** What is expected **
Pictures do not belong in your copy. Repeat all the other data exactly.

================================

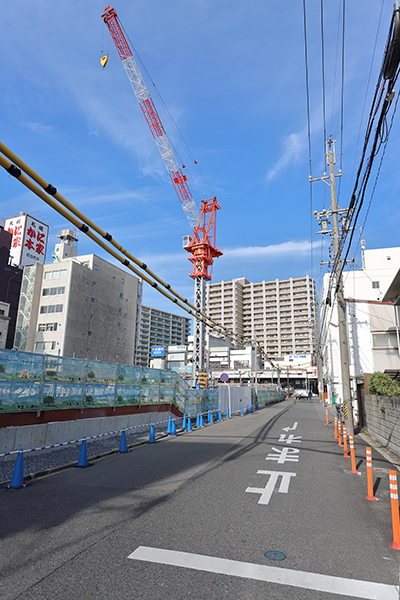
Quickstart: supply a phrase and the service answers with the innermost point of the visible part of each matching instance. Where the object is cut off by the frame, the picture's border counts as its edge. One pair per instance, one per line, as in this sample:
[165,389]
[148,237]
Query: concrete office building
[159,328]
[280,313]
[78,306]
[10,286]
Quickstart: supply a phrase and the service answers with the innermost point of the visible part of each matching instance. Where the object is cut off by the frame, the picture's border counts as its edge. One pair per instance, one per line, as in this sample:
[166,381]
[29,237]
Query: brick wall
[382,420]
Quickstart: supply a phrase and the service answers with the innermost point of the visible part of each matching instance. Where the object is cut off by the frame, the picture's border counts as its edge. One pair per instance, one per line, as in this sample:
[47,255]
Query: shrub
[381,384]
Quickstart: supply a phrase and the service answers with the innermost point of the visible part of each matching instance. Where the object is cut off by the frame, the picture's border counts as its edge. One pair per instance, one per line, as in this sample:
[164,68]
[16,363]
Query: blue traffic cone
[152,438]
[173,427]
[17,479]
[82,460]
[122,445]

================================

** Full answer **
Quickstart: supply a phrase and the service answers with the innermost point of the visible part of each matching instance. Where the object is cut off by the frame, the picture's border counts as its edge. One pair per instance, one per line, as in this sample:
[165,389]
[148,237]
Query: concrete office building
[159,328]
[280,313]
[78,306]
[10,286]
Quickstart: supply a phrase and the service answers with the innermost point of the visible part of each matching instance. Where the object is cut off by the frame, the picture's border counts as its edge. One pair per instance, one per line, as in this sample:
[166,381]
[29,237]
Query: brick wall
[382,420]
Quickstart: supply a phrase and the service answers with the innermost point of the visible part of each matching instance. Where the object is cut off by the frame, the picture's border counts as its edge. One pair per instance, one per line, as in this sample:
[47,255]
Query: shrub
[381,384]
Quickstart: supply a phrase and the service answers with the innermost point of the visible part of each matching instance. Where the object is cut off by the frame, the picture's border counts as its edge. One pair per instance, one per line, as in this sample:
[164,68]
[16,363]
Query: blue traffic cone
[152,438]
[173,427]
[17,479]
[82,460]
[122,445]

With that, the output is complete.